Count the lines in the listing that contain the word "foreground", and reply with only that number.
**********
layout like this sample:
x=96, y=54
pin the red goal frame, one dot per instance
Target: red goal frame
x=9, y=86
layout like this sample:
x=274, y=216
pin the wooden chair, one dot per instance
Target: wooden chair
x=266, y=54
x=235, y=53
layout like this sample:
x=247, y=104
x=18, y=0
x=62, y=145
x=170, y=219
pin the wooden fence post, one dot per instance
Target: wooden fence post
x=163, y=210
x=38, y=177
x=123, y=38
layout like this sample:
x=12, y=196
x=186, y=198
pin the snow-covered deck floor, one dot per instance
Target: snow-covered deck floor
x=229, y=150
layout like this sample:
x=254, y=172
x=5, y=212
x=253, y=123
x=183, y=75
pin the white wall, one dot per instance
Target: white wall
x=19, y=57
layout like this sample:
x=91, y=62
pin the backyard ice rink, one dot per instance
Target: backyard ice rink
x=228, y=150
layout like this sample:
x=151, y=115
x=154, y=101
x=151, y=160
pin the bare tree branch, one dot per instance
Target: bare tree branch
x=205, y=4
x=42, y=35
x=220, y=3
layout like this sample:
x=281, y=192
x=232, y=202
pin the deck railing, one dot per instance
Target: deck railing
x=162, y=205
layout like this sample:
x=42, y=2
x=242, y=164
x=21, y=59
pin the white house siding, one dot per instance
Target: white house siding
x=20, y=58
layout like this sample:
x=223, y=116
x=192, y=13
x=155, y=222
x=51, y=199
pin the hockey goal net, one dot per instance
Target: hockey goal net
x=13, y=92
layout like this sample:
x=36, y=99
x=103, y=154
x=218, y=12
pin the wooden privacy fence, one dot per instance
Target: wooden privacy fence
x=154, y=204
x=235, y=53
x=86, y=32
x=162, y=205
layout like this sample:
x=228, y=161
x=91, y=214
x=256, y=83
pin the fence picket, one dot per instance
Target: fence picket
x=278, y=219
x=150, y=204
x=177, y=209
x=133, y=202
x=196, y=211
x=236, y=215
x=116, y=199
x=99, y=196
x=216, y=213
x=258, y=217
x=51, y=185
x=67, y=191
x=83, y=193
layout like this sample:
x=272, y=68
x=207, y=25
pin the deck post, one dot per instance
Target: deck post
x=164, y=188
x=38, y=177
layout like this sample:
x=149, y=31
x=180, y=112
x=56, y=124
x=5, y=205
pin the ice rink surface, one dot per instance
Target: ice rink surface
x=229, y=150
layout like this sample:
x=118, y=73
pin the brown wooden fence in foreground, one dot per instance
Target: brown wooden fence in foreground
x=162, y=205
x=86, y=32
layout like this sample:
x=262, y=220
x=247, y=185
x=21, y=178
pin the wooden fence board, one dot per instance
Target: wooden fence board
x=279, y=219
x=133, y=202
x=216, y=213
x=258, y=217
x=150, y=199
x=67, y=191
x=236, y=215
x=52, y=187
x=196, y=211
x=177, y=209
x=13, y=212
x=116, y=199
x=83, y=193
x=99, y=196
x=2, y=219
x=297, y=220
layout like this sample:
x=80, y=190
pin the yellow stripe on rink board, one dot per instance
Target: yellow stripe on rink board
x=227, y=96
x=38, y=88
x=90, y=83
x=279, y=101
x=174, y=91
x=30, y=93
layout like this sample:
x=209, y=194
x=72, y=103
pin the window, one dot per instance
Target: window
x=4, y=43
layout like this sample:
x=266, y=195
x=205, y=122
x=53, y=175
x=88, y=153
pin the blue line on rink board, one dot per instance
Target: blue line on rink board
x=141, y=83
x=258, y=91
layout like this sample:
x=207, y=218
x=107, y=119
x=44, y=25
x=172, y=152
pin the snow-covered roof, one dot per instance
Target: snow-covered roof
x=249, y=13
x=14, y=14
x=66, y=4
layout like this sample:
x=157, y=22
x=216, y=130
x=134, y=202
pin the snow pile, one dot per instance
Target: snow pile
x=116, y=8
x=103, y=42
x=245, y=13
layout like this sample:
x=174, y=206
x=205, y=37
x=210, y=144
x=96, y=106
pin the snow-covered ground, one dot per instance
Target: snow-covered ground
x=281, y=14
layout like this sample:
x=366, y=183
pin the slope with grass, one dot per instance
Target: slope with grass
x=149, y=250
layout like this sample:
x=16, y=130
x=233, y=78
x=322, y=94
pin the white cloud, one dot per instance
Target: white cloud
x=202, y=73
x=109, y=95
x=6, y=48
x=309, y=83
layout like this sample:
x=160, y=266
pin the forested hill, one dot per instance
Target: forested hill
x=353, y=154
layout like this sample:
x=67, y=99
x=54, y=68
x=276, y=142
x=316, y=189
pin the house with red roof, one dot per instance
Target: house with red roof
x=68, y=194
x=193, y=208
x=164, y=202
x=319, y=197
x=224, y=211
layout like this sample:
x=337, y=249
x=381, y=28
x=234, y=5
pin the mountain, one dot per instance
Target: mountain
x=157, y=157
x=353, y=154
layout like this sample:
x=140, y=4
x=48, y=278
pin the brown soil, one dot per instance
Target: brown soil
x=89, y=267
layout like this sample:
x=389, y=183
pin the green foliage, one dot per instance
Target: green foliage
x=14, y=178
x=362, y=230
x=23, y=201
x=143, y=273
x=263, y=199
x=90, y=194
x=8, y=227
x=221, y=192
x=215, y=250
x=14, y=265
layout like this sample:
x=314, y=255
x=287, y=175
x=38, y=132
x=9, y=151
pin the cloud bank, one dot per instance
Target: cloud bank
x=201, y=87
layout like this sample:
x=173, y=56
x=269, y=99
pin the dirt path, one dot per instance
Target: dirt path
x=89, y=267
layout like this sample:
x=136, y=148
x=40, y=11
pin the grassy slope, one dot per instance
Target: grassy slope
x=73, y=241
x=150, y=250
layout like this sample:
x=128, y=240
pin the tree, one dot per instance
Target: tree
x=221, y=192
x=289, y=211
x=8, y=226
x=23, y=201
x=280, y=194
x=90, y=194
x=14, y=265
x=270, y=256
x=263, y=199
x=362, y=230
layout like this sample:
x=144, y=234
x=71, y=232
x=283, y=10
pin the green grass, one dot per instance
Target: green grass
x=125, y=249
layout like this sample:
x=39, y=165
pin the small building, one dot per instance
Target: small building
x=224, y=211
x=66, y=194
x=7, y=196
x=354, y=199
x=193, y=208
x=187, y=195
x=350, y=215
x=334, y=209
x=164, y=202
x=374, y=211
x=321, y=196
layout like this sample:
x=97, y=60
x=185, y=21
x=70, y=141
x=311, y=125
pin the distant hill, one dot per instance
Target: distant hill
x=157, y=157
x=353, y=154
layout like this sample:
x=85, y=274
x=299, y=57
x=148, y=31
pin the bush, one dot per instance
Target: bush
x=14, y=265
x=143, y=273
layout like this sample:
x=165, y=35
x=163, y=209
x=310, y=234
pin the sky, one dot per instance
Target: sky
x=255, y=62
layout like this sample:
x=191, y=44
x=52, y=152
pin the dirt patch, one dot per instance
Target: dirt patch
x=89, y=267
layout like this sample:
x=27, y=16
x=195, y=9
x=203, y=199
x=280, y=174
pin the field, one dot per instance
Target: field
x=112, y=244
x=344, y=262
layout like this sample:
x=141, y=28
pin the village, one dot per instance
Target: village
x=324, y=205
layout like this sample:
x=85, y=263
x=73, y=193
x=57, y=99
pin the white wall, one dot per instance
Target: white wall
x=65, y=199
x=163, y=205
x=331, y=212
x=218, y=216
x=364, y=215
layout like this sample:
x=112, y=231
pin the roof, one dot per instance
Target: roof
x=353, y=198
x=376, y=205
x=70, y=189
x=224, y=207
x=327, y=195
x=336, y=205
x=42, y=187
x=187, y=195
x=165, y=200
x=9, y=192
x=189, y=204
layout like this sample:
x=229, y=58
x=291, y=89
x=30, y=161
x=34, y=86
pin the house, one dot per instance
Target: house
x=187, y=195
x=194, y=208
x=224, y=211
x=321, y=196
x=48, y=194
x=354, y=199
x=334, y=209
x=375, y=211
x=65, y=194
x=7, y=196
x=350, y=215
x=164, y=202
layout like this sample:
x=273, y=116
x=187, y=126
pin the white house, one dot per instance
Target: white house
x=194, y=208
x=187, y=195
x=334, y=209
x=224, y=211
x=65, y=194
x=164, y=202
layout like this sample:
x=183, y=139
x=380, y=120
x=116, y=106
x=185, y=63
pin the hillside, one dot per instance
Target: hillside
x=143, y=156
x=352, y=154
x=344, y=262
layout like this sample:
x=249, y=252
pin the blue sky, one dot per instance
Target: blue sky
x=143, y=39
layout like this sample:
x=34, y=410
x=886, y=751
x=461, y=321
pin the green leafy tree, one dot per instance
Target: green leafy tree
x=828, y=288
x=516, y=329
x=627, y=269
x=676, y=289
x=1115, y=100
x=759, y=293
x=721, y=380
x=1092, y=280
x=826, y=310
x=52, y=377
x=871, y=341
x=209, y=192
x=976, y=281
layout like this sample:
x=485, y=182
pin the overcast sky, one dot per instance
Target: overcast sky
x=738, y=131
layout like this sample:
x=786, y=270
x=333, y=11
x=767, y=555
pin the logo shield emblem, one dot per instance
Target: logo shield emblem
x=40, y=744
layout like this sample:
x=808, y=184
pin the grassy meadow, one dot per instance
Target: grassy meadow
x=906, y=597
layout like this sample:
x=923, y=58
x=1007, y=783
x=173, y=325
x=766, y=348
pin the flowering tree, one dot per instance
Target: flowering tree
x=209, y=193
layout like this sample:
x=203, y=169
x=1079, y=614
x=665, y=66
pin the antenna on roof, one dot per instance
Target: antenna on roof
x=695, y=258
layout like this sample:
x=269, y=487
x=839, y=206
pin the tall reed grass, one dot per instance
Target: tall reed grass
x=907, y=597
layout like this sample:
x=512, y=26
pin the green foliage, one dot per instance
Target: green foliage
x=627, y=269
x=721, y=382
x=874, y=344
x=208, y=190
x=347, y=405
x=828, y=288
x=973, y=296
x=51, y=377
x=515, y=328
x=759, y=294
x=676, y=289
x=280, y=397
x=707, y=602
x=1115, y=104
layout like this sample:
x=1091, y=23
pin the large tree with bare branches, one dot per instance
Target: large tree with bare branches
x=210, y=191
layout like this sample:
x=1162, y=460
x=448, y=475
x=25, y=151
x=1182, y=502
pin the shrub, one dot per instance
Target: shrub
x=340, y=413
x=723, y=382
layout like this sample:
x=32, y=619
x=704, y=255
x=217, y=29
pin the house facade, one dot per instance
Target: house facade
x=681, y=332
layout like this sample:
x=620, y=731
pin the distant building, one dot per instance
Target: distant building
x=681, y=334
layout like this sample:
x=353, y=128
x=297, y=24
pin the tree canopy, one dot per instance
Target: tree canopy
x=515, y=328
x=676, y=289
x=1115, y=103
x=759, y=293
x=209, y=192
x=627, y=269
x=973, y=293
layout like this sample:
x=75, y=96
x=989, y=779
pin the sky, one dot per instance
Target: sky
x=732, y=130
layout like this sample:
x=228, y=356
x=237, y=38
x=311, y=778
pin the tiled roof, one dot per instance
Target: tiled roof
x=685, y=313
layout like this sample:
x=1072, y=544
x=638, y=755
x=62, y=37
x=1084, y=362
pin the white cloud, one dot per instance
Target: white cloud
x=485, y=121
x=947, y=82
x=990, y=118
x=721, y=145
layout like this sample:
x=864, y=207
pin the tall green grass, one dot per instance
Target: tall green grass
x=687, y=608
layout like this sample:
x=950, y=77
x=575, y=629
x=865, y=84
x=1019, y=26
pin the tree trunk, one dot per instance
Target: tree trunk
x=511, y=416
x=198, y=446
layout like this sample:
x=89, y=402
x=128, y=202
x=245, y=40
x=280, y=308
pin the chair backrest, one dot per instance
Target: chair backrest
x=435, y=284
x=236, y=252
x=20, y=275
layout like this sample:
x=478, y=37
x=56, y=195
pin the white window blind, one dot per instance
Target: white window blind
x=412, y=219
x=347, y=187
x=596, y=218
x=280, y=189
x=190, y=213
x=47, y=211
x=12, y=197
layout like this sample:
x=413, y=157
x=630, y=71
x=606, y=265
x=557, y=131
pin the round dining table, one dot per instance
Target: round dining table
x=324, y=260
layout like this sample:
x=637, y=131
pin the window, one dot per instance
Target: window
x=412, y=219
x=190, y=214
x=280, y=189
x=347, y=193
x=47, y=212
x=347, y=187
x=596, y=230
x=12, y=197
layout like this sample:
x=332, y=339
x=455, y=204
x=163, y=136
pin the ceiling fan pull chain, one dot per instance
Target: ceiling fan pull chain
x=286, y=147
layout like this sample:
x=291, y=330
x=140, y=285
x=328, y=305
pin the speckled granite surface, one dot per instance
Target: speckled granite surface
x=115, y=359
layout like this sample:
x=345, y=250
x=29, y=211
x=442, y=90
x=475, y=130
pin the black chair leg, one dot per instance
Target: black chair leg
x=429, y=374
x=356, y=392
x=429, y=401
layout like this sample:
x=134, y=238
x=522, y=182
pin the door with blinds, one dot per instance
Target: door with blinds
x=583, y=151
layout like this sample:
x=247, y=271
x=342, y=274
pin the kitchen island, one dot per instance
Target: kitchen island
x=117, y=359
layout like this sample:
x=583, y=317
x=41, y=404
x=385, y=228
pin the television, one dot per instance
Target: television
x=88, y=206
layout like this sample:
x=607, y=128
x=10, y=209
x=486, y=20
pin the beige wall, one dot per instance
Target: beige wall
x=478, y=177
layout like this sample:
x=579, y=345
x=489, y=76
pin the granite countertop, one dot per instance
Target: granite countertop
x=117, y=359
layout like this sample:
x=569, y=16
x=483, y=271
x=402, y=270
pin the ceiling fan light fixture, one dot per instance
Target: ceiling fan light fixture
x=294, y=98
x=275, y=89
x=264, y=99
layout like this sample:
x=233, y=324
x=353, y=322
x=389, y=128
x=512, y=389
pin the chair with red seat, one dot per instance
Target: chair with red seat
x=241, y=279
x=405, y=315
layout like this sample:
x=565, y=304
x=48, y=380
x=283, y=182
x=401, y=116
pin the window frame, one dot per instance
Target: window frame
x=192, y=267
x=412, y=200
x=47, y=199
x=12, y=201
**********
> RESULT BELOW: 2